Segment Start: AVAILABLE DATA
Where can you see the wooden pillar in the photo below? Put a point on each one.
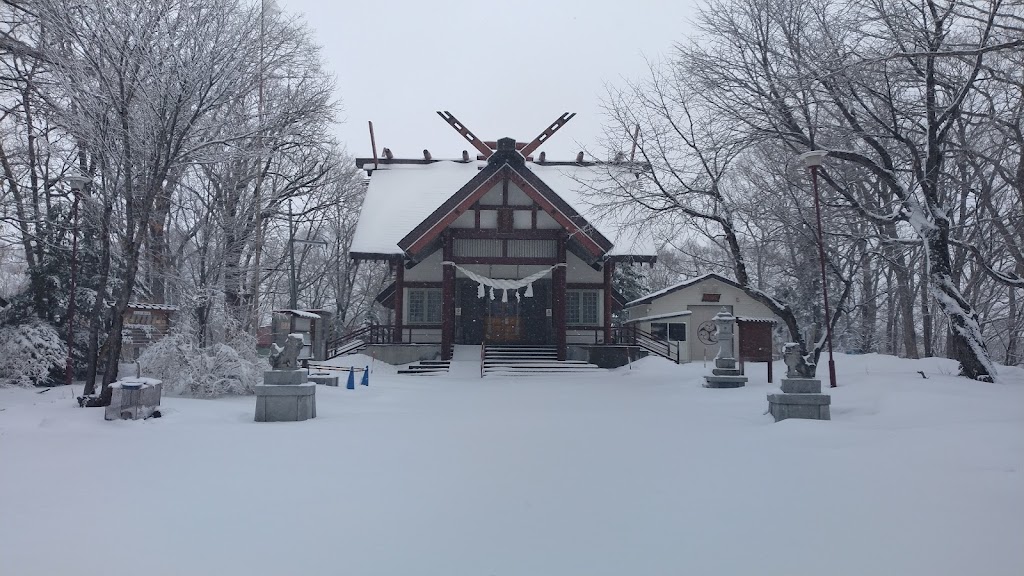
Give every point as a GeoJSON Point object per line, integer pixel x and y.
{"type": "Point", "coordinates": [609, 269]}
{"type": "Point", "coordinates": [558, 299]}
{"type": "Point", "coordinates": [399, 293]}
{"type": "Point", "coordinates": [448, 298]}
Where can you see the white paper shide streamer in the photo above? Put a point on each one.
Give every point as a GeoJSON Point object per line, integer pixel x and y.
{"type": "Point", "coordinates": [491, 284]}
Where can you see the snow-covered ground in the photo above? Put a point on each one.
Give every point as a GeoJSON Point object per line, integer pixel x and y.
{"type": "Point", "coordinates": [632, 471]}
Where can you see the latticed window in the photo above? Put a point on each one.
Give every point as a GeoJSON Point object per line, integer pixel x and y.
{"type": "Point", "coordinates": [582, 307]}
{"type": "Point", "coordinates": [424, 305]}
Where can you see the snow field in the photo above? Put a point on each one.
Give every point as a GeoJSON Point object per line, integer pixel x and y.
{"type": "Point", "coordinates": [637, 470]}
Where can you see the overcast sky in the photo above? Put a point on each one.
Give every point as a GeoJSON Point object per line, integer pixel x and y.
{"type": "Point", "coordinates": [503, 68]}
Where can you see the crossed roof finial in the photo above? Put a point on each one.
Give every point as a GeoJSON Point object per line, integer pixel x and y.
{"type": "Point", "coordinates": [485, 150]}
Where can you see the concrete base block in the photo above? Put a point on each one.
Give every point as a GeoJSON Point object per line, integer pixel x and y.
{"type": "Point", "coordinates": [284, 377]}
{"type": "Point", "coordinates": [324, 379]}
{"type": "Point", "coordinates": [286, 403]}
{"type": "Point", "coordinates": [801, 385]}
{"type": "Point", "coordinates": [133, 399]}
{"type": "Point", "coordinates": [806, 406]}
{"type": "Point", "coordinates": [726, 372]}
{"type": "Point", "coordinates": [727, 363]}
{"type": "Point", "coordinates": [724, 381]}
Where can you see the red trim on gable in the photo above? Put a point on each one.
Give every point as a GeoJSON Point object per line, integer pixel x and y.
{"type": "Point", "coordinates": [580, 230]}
Segment End: AVAILABLE DATA
Segment Start: AVAILABLE DATA
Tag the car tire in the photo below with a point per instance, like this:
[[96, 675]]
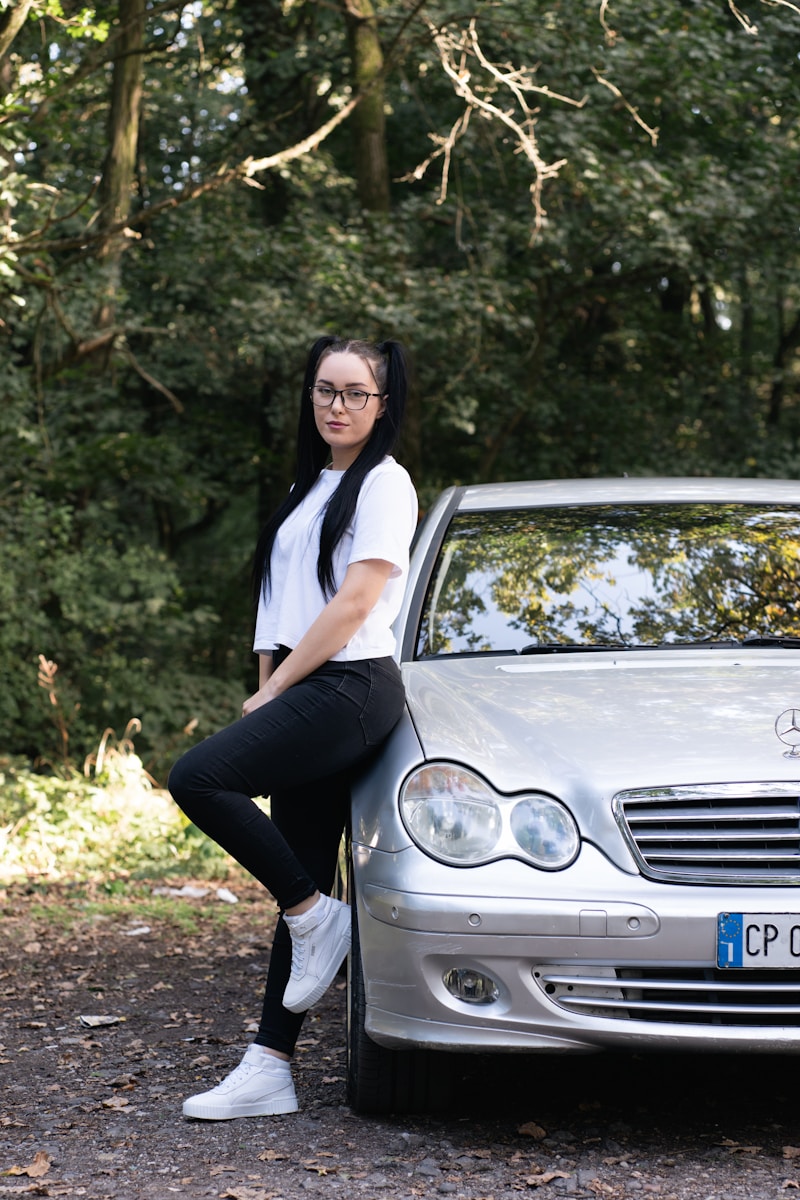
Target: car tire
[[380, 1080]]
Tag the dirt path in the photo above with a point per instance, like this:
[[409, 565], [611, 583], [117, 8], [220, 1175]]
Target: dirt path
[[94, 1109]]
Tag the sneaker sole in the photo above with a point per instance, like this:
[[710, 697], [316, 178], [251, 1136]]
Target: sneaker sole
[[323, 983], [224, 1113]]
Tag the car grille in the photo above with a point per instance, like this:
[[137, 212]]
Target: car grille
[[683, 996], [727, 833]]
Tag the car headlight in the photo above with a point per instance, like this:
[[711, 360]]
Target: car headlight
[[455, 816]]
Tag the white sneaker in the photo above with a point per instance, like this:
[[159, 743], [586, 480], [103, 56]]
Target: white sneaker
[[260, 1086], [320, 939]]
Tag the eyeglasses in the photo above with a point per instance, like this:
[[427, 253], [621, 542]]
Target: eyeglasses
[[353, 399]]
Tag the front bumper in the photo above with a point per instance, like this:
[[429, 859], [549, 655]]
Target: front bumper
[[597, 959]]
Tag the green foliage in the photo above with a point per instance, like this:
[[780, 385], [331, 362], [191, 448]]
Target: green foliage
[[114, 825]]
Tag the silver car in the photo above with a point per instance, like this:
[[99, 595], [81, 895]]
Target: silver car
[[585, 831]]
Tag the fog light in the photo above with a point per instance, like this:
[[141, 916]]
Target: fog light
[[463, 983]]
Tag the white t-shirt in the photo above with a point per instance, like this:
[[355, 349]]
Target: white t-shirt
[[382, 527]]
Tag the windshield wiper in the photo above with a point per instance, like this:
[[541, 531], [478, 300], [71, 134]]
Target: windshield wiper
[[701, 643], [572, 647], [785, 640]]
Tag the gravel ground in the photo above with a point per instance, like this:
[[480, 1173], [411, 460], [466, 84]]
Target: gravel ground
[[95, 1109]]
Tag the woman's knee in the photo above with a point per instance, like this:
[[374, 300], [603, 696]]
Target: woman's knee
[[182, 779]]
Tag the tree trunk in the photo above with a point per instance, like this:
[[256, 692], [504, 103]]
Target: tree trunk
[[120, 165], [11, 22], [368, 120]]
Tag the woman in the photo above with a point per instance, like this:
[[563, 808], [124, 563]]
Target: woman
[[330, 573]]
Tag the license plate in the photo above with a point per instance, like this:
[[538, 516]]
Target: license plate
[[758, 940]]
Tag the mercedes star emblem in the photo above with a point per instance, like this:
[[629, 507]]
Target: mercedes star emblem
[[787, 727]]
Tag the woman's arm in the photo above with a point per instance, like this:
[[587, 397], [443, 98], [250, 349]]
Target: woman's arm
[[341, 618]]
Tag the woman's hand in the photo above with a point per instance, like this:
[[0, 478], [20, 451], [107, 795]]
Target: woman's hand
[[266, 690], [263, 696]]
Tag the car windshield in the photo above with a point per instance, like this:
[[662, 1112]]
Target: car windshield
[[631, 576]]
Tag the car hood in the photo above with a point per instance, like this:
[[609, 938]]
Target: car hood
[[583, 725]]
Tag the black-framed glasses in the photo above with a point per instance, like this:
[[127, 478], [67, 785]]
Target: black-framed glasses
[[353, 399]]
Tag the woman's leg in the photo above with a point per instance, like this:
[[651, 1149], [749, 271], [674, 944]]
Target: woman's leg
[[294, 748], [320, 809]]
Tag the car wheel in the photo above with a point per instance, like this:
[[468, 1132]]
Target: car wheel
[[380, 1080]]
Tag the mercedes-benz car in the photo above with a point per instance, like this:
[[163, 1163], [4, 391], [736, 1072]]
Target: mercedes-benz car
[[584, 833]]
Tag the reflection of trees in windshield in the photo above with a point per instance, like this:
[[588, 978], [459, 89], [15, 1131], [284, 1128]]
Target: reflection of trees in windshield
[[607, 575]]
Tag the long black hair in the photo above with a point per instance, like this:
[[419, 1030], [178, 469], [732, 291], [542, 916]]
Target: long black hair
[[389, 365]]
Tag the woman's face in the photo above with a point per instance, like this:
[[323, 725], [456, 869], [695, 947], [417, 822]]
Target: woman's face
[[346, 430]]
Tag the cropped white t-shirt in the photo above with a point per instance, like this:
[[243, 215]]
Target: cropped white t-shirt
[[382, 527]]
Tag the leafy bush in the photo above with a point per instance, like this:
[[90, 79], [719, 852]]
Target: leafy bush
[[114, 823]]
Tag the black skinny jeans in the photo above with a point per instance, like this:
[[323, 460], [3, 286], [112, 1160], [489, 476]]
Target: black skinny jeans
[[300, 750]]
Segment End: AVAILABLE DATA
[ACTIVITY]:
Copy each line of the listing above that includes the word "below".

[SOLUTION FOR THIS EXERCISE]:
Where can you see the wooden pillar in the photo below? Put a point on each one.
Tag the car tire in the photo below with a point per instance, like this:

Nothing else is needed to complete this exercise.